#### Request
Convert the stretch of rows below, from the line that contains "task | indicate the underwater" through the end of the rows, into a numbered list, and leave out any blank lines.
---- Records
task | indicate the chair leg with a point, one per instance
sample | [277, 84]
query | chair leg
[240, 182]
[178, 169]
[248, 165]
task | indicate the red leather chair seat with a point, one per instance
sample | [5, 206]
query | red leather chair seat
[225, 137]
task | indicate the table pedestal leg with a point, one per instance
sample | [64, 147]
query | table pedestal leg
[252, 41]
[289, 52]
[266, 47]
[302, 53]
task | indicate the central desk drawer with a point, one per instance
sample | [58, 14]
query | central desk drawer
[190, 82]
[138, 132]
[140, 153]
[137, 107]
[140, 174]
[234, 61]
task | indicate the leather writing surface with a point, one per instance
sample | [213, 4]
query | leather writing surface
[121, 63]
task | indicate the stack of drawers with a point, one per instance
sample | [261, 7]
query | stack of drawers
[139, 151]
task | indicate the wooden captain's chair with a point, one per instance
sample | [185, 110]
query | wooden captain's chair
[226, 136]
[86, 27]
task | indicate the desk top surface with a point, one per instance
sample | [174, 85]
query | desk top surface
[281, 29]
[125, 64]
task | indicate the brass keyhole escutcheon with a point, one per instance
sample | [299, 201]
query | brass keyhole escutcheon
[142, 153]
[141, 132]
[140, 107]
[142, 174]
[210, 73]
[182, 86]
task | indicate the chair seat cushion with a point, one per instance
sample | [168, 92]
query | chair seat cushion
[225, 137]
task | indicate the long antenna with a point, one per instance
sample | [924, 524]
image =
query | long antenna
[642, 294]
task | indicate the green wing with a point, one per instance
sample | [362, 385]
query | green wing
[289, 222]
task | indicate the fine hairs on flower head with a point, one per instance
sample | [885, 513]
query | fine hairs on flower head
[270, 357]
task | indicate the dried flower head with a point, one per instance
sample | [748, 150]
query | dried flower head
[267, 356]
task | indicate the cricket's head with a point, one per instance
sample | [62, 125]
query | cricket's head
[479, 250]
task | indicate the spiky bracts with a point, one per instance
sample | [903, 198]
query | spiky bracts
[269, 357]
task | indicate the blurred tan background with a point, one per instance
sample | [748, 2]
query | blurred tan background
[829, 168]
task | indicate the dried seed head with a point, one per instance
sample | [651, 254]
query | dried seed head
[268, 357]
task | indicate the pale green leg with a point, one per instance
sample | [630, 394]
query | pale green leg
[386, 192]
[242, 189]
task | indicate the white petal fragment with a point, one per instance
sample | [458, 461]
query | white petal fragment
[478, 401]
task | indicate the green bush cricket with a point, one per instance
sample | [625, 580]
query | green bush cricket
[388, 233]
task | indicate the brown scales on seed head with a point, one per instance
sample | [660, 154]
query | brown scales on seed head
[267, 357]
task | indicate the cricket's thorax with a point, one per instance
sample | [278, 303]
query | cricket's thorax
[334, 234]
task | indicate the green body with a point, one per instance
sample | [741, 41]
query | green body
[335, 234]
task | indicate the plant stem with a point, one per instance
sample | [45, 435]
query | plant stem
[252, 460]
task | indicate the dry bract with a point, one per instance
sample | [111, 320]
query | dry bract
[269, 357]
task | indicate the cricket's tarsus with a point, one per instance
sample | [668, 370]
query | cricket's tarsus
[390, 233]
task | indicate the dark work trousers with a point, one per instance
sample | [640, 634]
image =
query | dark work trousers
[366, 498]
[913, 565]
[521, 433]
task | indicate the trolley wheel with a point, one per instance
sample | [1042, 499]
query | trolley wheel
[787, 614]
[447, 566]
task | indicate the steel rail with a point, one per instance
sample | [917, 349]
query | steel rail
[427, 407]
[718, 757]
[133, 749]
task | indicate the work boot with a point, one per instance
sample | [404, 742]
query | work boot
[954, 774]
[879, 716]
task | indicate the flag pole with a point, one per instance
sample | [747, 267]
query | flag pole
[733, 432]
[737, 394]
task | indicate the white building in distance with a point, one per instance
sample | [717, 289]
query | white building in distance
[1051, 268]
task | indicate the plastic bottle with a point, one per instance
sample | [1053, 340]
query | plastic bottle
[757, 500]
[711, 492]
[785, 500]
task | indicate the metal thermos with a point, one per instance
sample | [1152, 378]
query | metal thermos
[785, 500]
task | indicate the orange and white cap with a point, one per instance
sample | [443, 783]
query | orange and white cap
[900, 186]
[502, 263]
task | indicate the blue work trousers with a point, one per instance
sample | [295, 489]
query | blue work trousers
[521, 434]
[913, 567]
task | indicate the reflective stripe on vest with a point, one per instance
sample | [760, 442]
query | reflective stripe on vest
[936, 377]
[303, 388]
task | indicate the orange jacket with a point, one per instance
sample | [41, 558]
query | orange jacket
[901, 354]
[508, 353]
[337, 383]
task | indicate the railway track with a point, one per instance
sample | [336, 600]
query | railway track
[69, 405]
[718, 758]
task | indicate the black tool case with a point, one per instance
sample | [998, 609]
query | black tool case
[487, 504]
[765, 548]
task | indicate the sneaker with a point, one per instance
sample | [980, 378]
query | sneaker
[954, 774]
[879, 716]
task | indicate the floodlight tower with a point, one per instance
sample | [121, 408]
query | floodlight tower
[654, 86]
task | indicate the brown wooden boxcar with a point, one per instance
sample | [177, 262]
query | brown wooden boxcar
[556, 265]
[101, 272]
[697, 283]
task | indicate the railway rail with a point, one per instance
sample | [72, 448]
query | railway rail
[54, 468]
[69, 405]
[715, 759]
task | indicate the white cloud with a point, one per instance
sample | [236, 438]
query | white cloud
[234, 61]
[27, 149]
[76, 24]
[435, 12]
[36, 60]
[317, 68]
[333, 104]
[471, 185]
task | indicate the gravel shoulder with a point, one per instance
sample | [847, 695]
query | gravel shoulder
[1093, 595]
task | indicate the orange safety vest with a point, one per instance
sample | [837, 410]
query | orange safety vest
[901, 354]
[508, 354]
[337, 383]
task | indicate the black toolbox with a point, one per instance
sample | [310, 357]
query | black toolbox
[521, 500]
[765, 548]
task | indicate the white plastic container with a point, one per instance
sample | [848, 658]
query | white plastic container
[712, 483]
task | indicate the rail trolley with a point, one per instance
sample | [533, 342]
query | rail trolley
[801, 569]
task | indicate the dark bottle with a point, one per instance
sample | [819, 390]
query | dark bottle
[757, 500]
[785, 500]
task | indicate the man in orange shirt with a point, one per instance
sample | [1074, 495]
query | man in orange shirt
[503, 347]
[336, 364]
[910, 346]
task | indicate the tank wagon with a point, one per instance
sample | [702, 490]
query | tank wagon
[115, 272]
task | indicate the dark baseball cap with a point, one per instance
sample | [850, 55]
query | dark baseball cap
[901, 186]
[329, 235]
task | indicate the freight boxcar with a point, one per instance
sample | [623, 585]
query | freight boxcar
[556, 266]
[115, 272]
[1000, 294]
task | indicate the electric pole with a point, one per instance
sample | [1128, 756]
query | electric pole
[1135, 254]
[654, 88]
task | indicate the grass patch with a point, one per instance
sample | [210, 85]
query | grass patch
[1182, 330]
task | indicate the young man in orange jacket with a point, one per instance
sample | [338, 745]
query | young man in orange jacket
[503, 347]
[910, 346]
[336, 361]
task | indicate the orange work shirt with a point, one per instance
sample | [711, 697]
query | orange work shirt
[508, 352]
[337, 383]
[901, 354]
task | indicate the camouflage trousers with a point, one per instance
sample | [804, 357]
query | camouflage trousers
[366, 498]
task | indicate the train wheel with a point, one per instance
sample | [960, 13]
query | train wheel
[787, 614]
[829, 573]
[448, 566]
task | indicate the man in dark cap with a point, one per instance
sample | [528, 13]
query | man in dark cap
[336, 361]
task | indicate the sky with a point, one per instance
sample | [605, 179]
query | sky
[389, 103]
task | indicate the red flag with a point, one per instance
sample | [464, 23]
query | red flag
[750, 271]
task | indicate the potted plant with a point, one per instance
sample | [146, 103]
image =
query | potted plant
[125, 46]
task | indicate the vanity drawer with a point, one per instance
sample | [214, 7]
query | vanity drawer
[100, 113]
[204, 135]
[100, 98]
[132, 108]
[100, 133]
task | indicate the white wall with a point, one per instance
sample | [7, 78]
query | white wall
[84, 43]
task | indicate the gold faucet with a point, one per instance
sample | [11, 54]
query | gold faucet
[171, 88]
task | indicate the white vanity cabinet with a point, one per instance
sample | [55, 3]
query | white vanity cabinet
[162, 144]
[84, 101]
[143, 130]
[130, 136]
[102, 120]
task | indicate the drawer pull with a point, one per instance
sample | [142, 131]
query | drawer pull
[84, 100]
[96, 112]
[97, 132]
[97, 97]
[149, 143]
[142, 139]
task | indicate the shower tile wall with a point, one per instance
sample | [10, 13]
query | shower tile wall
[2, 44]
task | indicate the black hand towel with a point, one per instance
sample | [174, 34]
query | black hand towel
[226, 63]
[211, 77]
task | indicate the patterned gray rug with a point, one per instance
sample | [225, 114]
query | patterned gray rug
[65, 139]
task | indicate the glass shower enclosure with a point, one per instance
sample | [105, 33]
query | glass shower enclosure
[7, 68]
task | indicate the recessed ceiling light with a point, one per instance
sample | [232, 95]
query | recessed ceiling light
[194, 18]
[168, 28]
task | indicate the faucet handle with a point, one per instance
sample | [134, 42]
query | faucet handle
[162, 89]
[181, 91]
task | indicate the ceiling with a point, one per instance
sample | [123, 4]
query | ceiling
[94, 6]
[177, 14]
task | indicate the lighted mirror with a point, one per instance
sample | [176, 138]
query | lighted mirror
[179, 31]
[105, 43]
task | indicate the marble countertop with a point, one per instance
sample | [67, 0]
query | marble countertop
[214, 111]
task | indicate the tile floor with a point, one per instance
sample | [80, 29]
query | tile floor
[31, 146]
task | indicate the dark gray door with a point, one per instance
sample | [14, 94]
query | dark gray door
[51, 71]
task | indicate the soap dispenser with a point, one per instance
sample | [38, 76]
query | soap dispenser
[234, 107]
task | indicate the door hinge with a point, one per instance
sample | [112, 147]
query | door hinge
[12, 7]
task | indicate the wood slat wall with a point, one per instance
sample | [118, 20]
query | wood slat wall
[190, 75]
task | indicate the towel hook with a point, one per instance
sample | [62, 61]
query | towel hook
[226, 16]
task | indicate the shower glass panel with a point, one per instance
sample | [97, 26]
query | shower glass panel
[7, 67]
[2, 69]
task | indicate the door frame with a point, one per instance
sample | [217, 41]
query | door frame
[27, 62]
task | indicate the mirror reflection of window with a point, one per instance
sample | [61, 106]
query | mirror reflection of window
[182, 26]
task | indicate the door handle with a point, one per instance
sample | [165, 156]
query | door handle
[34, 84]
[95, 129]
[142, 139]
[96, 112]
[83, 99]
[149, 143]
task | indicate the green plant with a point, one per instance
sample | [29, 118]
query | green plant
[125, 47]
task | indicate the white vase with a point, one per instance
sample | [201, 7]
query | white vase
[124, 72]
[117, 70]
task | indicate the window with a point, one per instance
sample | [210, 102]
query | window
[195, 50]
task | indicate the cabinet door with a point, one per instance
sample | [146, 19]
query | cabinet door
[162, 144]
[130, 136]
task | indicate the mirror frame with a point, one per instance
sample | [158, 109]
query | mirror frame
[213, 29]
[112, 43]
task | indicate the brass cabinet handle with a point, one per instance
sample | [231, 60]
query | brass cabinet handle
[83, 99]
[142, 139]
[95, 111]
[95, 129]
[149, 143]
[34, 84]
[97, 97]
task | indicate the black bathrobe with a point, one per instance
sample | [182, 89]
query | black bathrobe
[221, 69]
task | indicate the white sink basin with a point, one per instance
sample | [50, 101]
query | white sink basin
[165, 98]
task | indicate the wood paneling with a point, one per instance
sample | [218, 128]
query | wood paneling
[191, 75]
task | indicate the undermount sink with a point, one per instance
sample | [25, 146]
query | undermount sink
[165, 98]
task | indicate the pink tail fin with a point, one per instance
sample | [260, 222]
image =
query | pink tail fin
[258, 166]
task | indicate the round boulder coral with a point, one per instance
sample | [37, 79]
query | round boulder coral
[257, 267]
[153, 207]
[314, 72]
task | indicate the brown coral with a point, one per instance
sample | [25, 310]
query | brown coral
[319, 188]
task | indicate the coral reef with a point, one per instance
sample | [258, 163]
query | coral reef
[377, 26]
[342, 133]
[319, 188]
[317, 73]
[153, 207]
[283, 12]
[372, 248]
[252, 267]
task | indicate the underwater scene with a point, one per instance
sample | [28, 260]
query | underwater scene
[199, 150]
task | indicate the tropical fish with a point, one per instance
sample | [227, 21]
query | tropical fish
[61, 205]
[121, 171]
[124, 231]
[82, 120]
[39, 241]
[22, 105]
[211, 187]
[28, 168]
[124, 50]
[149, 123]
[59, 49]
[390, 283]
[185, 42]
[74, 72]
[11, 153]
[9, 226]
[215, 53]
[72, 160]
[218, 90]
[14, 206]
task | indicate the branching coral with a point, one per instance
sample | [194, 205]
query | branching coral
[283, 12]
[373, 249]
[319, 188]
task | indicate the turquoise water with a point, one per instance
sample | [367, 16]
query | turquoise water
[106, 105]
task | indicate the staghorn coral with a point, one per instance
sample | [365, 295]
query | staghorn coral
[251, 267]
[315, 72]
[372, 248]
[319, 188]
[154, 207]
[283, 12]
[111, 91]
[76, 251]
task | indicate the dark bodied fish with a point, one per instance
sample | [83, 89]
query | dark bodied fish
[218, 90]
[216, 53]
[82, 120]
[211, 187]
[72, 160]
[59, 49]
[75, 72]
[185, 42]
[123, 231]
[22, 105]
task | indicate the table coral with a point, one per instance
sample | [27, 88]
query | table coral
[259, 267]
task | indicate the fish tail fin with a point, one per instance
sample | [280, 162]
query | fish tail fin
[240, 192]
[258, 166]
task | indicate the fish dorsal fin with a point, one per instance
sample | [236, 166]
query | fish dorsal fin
--------
#### Completed exercise
1. task | indicate the underwater scene with a point, one per instance
2. sample | [28, 260]
3. query | underwater scene
4. [199, 150]
5. task | indicate the tropical fish with a point, one per instance
6. sample | [227, 21]
7. query | tropical fish
8. [61, 205]
9. [121, 171]
10. [124, 231]
11. [82, 120]
12. [39, 241]
13. [22, 105]
14. [211, 187]
15. [28, 168]
16. [124, 50]
17. [149, 123]
18. [59, 49]
19. [390, 283]
20. [185, 42]
21. [74, 72]
22. [11, 153]
23. [9, 226]
24. [215, 53]
25. [72, 160]
26. [218, 90]
27. [14, 206]
28. task | indicate the branching coral with a point, one per instance
29. sample | [194, 205]
30. query | branching coral
31. [283, 12]
32. [373, 249]
33. [319, 188]
34. task | indicate the turquoise water with a point, one per instance
35. sample | [367, 16]
36. query | turquoise water
37. [106, 105]
38. task | indicate the staghorn coral with a point, one per instance
39. sample | [365, 295]
40. query | staghorn coral
41. [251, 267]
42. [315, 72]
43. [372, 248]
44. [319, 188]
45. [154, 207]
46. [283, 12]
47. [111, 91]
48. [76, 251]
49. task | indicate the dark bodied fish with a point, one per instance
50. sample | [83, 89]
51. query | dark bodied fish
52. [218, 90]
53. [216, 53]
54. [82, 120]
55. [211, 187]
56. [72, 160]
57. [59, 49]
58. [75, 72]
59. [185, 42]
60. [123, 231]
61. [22, 105]
62. task | indicate the table coral with a point, one per instance
63. sample | [27, 88]
64. query | table coral
65. [259, 267]
66. task | indicate the fish tail fin with a point, one per instance
67. sample | [280, 162]
68. query | fish tail fin
69. [240, 192]
70. [258, 166]
71. task | indicate the fish dorsal fin with a point, one per instance
72. sample | [236, 166]
73. query | fish dorsal fin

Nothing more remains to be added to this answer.